▸ **YOUR TASK**: Send back the records in full, character for character.

Data extracted from a collection
-=-=-=-=-
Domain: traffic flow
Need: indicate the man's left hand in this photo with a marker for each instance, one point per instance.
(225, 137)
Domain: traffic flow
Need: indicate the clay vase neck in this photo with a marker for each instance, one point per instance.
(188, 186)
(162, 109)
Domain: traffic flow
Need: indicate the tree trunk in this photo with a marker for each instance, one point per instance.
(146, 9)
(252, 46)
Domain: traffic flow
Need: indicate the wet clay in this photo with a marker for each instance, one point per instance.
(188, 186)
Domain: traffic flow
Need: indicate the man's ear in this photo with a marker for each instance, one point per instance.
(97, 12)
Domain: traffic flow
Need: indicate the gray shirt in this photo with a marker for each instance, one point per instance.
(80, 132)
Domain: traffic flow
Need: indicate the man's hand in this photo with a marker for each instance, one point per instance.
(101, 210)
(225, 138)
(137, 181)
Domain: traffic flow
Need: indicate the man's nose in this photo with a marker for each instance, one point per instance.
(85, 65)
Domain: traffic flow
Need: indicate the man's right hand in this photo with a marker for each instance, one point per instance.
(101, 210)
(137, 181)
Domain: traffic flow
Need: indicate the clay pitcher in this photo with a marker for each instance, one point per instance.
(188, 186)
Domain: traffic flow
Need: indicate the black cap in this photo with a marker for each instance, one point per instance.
-=-=-=-=-
▸ **YOUR SOLUTION**:
Domain: traffic flow
Need: indicate the man's left hand in this photo with a marker for each instance, one point per instance.
(225, 137)
Domain: traffic flow
Need: indicate the clay vase neck in this photo with a marker for each instance, one point per instance.
(188, 186)
(162, 109)
Domain: traffic flow
Need: indicate the tree trunk in this photo with a marker for each instance, one point per instance.
(146, 9)
(252, 46)
Domain: traffic flow
Need: indicate the wet clay in this photo with a marker for each instance, one point per instance.
(188, 186)
Domain: traffic flow
Need: indicate the man's ear in this photo with a marker for each instance, one point per instance.
(97, 12)
Domain: traffic flow
Need: indicate the gray shirt in this photo with a marker for each instance, one point per instance.
(80, 132)
Domain: traffic flow
Need: indicate the man's hand in this photo with a marker for each instance, one point per instance.
(101, 210)
(225, 138)
(137, 181)
Domain: traffic flow
Need: indicate the man's nose in this photo with a marker for each instance, one point per instance.
(85, 65)
Domain: traffic flow
Need: indicate the man's right hand in this photo with a marker for each instance, one point per instance.
(101, 210)
(137, 181)
Domain: traffic flow
Need: indicate the clay pitcher in this photo with a marker for each instance, one point per instance.
(188, 186)
Domain: traffic flow
Need: indicate the black cap in this photo with a marker for each instance, one point per instance.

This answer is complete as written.